§ **Données fournies**
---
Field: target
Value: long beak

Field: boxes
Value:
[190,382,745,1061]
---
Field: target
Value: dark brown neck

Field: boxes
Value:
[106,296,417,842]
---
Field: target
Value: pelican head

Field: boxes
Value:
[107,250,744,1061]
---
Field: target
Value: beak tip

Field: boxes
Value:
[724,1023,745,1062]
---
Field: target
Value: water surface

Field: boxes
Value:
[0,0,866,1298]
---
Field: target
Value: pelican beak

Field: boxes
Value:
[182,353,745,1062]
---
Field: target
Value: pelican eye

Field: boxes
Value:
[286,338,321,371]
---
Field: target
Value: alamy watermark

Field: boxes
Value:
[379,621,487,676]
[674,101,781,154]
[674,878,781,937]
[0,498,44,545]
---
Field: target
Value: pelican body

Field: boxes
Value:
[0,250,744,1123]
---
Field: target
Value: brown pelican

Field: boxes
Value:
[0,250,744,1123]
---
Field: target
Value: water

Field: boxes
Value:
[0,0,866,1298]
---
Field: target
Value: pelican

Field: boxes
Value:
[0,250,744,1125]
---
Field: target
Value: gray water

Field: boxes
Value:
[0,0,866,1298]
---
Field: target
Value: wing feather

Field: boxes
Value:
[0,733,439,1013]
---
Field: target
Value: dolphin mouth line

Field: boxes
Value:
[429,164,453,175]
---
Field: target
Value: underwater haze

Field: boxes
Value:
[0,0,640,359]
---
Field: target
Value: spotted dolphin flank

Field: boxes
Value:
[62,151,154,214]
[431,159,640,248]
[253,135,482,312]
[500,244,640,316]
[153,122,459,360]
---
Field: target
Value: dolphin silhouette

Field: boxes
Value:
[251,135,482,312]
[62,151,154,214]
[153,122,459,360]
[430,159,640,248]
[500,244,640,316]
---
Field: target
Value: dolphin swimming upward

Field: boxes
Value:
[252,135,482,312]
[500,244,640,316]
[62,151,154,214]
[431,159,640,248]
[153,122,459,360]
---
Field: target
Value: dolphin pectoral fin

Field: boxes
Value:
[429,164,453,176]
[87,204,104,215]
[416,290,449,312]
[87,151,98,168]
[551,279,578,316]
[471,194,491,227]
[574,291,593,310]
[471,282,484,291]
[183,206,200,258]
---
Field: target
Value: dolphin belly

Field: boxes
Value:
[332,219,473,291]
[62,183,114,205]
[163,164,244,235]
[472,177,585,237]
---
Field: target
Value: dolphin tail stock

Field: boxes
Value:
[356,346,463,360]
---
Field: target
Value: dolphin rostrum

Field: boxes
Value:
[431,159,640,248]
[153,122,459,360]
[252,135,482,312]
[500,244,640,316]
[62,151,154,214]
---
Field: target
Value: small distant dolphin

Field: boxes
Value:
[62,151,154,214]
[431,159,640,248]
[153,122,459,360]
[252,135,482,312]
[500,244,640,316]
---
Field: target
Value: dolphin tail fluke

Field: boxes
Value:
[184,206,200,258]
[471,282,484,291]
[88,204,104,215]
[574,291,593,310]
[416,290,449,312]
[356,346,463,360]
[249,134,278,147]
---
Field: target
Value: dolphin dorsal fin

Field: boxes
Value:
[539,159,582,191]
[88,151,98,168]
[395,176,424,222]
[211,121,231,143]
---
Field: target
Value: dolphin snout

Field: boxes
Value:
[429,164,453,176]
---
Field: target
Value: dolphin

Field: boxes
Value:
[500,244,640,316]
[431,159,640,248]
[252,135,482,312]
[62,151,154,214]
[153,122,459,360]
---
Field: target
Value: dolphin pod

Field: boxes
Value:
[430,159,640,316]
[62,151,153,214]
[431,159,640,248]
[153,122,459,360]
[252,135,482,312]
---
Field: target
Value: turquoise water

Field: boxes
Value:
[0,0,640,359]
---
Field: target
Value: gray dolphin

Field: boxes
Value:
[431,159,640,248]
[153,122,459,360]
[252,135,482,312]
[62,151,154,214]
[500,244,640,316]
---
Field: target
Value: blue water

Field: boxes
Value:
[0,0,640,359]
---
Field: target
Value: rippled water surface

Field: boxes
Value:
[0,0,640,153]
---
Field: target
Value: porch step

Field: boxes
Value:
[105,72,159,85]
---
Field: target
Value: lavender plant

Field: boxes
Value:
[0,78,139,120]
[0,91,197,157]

§ **Exercice à résoudre**
Extrayez des données toutes les lignes qui contiennent la chaîne « pelican », en tenant compte de la casse.

§ **Réponse**
Value: pelican head
Value: pelican beak
Value: pelican eye
Value: pelican body
Value: brown pelican
Value: pelican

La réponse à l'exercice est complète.